(Data excerpts)

/---

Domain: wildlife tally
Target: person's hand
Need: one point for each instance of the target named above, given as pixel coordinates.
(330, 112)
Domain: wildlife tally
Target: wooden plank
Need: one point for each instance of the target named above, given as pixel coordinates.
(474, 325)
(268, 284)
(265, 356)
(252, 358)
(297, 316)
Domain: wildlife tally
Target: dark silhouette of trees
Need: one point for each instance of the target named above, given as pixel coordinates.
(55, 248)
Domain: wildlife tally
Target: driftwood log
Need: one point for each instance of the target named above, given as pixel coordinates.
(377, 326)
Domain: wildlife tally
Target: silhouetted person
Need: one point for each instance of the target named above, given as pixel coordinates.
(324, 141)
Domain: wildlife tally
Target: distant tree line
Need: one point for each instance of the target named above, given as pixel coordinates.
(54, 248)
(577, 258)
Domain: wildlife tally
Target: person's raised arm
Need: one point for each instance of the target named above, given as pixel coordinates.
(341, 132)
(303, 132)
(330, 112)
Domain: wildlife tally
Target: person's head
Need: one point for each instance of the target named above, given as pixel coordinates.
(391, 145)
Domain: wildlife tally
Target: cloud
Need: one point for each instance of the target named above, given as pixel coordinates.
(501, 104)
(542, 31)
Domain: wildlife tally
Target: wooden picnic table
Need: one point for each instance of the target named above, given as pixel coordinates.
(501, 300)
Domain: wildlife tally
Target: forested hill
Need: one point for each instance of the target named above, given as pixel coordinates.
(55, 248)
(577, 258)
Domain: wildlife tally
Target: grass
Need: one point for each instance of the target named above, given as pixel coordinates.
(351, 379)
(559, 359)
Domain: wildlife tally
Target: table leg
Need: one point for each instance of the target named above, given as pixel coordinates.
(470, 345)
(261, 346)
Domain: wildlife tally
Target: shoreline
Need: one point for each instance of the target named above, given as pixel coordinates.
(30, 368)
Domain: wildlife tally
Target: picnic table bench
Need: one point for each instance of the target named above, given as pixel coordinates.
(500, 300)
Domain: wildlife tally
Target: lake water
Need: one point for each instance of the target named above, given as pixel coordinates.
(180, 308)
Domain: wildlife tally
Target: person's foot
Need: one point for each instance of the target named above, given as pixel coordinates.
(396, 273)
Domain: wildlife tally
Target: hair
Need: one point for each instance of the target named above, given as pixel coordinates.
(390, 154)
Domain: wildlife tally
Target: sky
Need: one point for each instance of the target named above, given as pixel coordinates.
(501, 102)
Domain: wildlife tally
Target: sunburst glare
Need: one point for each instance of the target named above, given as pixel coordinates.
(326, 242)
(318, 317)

\---

§ EXERCISE DESCRIPTION
Look through the entries above. Copy each line in which the string "picnic" occurs.

§ ANSWER TO THIS TASK
Target: wooden picnic table
Target: picnic table bench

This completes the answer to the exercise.